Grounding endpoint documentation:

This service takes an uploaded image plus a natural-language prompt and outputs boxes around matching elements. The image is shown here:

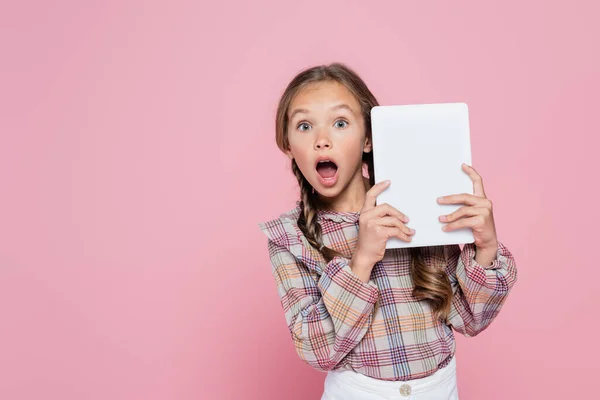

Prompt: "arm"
[444,242,517,336]
[268,240,379,371]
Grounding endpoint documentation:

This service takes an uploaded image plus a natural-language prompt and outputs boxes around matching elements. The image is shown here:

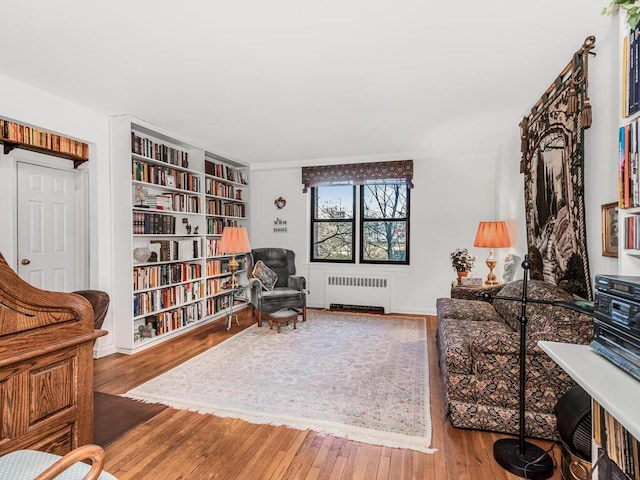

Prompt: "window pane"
[362,185,407,219]
[362,222,407,262]
[312,222,353,260]
[314,185,354,220]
---
WORK INSTRUCTIONS: Reproduce all of the rows above, including their text, but leave out the pictures, and increase every bounding-box coordinate by 92.

FINAL RESULT:
Grounding endpoint documentation:

This service takes an uploaded image plus a natural-language prompt and outputs boxes around matching elements. The image is shown here:


Prompt: "arm"
[536,334,609,428]
[360,332,471,463]
Grounding endpoint documentation:

This service takes an uploaded image plus a natural-language prompt and outputs boxes around matching elements. The image is shown here:


Prompt: "window pane"
[454,277,499,311]
[454,314,499,354]
[404,314,445,352]
[406,277,446,312]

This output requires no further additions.